FRAGMENT DO PRZECZYTANIA:
Właśnie tu w październiku 1492
roku wszystko się zaczęło. Dobijając do brzegu Kolumb był przekonany, że
odnalazł wyspę Cipangu, czyli Japonię. W dzienniku zapisał, że ujrzał
„najpiękniejszą krainę jaką widziały ludzkie oczy”. Orientował się na
specyficzną górę o kształcie kowadła. To Yunque, wznosząca się 575 m ponad
poziom morza. Dobrze ją widać, to ledwie 10 km od Baraca. Dziś znajduje się
tam rezerwat biosfery UNESCO. Teren porastają m.in. rzadkie odmiany paproci i
orchidei, a ozdobą jest szczególna palma coco thrinas, kształtem przypominająca
dmuchawce.
Pomnik Kolumba |
Szczyt Yunque podziwiamy z
hotelowego basenu. Ulokowany niemal w samym centrum miasta, na wysokiej
skarpie, hotel El Castillo ma świetne położenie. Z jednej strony roztacza się
widok na starówkę i morze, z drugiej na góry z charakterystycznym „kowadłem” na
czele.
O miejsca w hotelu nie jest
łatwo. Mimo dużo wcześniejszej rezerwacji i opłaty z góry. W sezonie każdego
dnia ktoś odchodzi z kwitkiem. Tuż po naszym zakwaterowaniu przyjechała grupa
Niemców. Mieli wszystko opłacone, mieli rezerwację, ale zabrakło dla nich
miejsc. Na Kubie mamy socjalizm w praktyce. Miejsca w hotelach, w restauracjach
i samolotach rozdziela państwowy monopolista. Według uznania i znajomości.
Widok na miasto z hotelu El Castillo |
Baracoa została założone w 1511
roku przez Diego Velazqueza, była pierwszą stolicą hiszpańskiej Kuby. Na
nabrzeżu, tuż przy murach dawnej twierdzy, zamienionej dziś w niewielkie
muzeum, ustawiono pomnik Kolumba, jedyny na wyspie.

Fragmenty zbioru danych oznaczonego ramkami
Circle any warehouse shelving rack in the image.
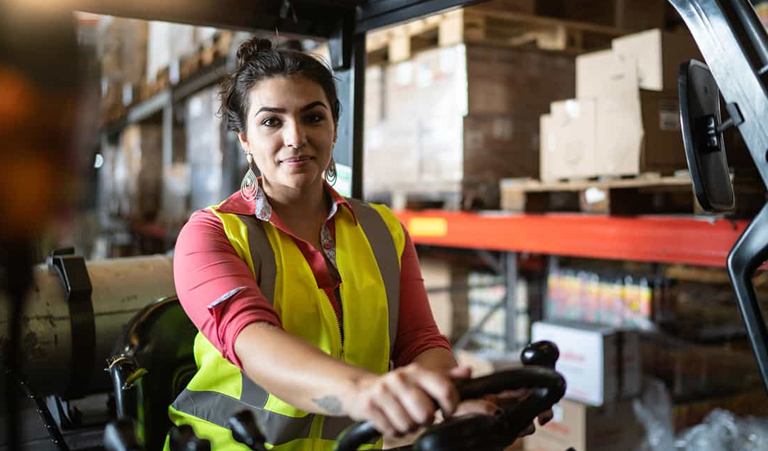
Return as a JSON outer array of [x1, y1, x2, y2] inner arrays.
[[70, 0, 760, 349]]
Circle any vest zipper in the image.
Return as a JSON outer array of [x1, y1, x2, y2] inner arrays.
[[323, 288, 344, 360]]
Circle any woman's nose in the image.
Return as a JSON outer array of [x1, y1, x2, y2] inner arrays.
[[283, 121, 307, 147]]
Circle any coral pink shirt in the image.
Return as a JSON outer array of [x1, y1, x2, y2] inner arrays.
[[173, 184, 451, 369]]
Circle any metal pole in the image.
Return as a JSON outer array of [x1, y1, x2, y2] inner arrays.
[[504, 252, 519, 351]]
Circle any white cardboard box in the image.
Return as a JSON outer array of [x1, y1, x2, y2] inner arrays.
[[524, 399, 645, 451], [531, 322, 641, 406], [539, 98, 597, 182], [613, 29, 701, 91], [576, 50, 638, 99]]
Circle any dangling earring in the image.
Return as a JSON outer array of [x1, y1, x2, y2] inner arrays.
[[325, 157, 338, 185], [240, 152, 259, 202]]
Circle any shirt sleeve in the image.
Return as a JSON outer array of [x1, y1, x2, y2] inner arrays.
[[393, 227, 451, 367], [173, 209, 282, 369]]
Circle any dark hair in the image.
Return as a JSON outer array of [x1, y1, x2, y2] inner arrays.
[[221, 38, 341, 133]]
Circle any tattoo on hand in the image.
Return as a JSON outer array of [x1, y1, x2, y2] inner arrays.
[[312, 396, 341, 415]]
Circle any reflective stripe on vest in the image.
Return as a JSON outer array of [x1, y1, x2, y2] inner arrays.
[[171, 199, 404, 450]]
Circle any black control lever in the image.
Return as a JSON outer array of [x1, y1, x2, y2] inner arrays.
[[228, 410, 267, 451], [104, 418, 144, 451], [334, 342, 565, 451], [169, 424, 211, 451]]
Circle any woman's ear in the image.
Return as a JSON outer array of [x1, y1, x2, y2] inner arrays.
[[237, 132, 251, 153]]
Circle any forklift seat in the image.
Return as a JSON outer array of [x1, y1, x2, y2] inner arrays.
[[109, 296, 198, 450]]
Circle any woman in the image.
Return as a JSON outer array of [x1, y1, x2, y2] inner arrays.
[[170, 40, 544, 451]]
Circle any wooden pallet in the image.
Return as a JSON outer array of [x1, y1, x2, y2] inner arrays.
[[121, 31, 234, 107], [366, 7, 627, 63], [501, 174, 766, 217], [366, 181, 499, 211]]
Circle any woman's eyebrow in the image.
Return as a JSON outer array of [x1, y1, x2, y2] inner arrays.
[[254, 100, 328, 116], [301, 100, 328, 111]]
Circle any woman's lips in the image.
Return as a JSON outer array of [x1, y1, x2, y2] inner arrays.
[[281, 155, 313, 166]]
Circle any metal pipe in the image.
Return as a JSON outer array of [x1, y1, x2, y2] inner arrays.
[[0, 256, 175, 396]]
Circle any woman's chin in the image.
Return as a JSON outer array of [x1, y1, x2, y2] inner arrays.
[[282, 172, 322, 189]]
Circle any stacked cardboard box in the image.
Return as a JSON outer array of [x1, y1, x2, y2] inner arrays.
[[531, 322, 641, 406], [541, 29, 698, 181], [111, 124, 163, 221], [185, 87, 225, 211], [419, 257, 469, 341], [364, 44, 574, 207], [523, 399, 645, 451], [97, 17, 149, 115]]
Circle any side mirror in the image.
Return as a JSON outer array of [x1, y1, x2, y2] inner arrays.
[[678, 60, 743, 212]]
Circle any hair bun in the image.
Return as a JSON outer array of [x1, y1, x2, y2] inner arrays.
[[237, 38, 273, 64]]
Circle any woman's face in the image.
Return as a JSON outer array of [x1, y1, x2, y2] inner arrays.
[[238, 76, 336, 189]]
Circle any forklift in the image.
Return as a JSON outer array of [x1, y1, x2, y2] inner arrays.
[[0, 0, 768, 451]]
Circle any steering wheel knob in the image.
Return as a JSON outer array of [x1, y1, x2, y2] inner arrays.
[[228, 410, 266, 451], [520, 340, 560, 369], [169, 424, 211, 451]]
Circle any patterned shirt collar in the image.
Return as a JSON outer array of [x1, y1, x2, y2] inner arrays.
[[213, 177, 357, 224]]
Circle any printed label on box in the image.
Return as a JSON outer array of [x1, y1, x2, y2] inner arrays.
[[659, 100, 680, 132]]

POLECENIE I WYMAGANIA:
Przepisz dokładnie ten fragment tekstu o Baracoi, który zaczyna się słowami „Widok na miasto”, a kończy słowami „jedyny na wyspie.”.

ODPOWIEDŹ PONIŻEJ:
Widok na miasto z hotelu El Castillo |
Baracoa została założone w 1511
roku przez Diego Velazqueza, była pierwszą stolicą hiszpańskiej Kuby. Na
nabrzeżu, tuż przy murach dawnej twierdzy, zamienionej dziś w niewielkie
muzeum, ustawiono pomnik Kolumba, jedyny na wyspie.